Excerpted records:
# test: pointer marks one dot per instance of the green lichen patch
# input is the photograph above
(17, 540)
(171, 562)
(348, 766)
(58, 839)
---
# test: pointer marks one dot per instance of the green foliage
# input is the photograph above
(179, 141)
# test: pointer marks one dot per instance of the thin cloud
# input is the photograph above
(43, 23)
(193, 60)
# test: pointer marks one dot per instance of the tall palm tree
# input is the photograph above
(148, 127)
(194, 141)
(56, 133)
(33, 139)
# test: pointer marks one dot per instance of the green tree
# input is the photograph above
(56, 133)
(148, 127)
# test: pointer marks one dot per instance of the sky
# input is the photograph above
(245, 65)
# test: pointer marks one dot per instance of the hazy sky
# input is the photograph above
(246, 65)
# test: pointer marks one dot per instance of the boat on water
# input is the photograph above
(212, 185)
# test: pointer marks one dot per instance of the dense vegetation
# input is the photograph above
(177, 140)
---
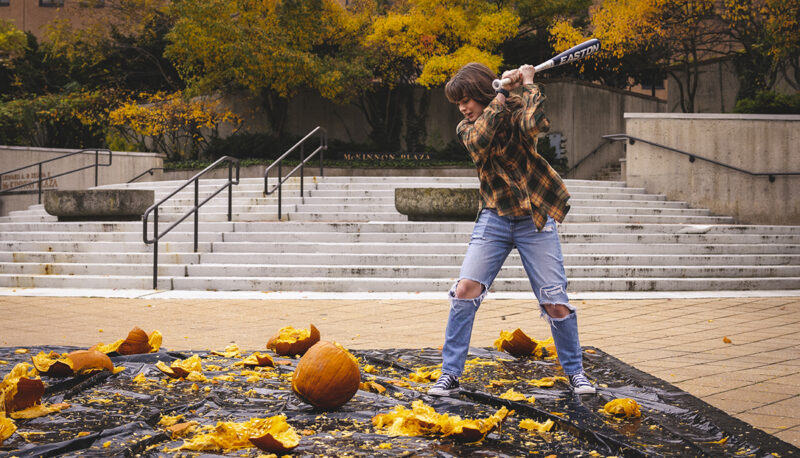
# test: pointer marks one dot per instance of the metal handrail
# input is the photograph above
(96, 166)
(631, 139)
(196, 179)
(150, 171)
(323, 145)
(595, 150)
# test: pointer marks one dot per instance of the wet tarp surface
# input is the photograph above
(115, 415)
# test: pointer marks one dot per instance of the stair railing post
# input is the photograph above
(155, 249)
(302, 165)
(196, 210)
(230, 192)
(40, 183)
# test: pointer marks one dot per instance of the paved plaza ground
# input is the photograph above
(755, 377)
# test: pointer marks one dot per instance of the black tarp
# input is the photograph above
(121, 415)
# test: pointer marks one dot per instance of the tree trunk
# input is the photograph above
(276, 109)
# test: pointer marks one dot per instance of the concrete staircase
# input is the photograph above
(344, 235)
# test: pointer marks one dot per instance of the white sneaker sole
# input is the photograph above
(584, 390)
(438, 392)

Directions: Find each line in the data above that contains the word "green" and copy it out. Case counts.

Reply to the exercise:
# test: pointer marks one dot per instance of the green lichen patch
# test: pointer marks one dot per instance of the green foliage
# test: pointer marks one dot per instance of the green tree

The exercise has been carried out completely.